WORK REQUIRED
Using the data below, copy each line that includes the word "vanity".

RECORD SET
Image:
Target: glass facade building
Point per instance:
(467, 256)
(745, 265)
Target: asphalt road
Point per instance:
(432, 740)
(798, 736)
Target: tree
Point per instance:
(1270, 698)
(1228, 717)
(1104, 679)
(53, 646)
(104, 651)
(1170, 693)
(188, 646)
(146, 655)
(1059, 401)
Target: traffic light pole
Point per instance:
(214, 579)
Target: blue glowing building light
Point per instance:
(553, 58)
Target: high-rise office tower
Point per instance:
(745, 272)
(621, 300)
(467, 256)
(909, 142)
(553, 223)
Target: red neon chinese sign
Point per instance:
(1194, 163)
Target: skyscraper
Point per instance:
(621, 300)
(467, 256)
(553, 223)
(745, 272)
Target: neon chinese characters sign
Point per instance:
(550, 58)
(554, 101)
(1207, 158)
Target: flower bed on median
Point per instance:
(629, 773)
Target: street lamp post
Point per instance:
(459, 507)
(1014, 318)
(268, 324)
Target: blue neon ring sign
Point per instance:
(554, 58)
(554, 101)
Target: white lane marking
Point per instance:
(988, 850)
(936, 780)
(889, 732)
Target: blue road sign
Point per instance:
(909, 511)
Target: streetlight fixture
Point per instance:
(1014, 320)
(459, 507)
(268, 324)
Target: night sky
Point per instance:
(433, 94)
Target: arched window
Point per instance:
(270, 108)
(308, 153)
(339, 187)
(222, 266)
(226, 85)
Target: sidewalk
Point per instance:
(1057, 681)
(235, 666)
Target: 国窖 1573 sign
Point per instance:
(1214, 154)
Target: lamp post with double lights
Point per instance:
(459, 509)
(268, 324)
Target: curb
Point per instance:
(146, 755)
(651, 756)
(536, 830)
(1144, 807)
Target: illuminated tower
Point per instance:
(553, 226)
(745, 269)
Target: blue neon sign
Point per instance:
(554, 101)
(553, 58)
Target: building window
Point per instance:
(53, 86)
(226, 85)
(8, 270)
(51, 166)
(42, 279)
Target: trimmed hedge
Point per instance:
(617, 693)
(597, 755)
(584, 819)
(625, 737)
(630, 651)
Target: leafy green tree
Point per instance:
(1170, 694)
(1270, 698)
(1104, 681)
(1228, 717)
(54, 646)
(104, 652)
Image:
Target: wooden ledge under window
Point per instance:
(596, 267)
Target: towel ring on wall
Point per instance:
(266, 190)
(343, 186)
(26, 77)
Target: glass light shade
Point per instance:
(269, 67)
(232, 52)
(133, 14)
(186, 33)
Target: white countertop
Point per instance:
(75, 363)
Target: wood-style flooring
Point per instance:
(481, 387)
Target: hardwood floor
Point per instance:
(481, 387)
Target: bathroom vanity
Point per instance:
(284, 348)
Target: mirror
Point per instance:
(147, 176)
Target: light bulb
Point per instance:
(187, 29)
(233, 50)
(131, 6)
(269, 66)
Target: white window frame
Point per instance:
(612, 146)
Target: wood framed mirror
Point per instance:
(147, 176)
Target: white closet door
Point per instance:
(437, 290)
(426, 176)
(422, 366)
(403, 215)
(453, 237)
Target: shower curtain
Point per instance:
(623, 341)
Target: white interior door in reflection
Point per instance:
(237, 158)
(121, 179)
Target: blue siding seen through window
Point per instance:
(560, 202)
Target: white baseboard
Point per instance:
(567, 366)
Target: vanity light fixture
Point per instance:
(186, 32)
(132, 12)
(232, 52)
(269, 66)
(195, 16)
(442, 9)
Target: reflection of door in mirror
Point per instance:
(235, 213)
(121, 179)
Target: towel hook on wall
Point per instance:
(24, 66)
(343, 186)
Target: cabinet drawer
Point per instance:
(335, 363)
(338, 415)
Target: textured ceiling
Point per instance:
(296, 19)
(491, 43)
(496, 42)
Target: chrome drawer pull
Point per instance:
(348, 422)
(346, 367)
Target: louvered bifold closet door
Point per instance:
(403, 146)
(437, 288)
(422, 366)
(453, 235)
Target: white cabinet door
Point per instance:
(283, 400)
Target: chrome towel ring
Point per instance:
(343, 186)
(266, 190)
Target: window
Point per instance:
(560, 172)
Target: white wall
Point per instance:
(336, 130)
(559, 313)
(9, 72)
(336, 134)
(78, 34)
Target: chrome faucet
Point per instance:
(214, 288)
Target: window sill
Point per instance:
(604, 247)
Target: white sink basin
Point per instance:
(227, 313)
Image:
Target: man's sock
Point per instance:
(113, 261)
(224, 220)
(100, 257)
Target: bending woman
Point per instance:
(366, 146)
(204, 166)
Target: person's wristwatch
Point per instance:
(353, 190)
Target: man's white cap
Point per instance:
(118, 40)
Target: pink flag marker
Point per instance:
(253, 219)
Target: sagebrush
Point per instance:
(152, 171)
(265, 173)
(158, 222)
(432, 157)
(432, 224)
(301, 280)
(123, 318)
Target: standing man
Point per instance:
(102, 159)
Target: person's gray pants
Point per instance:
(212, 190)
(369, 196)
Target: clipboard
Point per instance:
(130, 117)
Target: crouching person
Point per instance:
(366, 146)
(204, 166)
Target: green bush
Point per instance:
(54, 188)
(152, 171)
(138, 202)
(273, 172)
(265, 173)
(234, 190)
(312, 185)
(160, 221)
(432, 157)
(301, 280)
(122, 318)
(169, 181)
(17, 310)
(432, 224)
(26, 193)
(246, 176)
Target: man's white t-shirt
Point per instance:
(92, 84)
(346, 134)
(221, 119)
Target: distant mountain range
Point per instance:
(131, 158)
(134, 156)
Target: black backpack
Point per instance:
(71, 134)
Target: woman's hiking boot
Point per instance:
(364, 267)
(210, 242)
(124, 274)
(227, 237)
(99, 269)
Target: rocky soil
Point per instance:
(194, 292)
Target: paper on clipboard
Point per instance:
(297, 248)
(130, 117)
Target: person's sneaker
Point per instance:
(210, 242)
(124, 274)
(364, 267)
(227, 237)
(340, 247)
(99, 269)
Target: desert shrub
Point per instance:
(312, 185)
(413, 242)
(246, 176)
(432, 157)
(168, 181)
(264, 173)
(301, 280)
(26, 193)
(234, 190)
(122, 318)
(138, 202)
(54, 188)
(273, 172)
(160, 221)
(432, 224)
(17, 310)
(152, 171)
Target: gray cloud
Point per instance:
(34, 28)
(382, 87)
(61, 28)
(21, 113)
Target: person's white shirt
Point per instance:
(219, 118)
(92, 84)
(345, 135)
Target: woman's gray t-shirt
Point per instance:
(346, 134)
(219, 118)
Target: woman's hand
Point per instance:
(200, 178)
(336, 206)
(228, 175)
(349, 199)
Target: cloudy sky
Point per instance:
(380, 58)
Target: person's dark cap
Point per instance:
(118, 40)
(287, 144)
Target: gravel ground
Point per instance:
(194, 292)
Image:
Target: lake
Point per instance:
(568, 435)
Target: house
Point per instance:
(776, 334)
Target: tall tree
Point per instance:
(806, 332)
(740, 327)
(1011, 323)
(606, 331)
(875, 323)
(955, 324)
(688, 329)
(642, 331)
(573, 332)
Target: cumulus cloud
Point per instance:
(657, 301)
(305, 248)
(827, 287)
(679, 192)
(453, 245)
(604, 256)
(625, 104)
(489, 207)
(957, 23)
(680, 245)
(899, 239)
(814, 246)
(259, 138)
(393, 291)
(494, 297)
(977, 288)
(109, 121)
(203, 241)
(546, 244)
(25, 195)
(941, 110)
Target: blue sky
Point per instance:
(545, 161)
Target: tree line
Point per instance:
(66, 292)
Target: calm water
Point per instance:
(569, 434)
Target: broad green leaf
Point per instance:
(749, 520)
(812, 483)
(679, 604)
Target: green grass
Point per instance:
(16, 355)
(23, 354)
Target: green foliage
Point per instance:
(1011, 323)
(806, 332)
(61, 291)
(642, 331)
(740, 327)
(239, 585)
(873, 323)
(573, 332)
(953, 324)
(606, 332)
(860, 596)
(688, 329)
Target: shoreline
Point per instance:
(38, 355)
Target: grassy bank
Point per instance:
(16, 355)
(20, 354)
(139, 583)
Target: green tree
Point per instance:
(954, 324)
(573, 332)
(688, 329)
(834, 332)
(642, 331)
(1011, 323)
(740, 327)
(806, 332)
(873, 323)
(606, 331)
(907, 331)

SOLUTION TO THIS EXERCISE
Target: bathroom vanity
Target: vanity light fixture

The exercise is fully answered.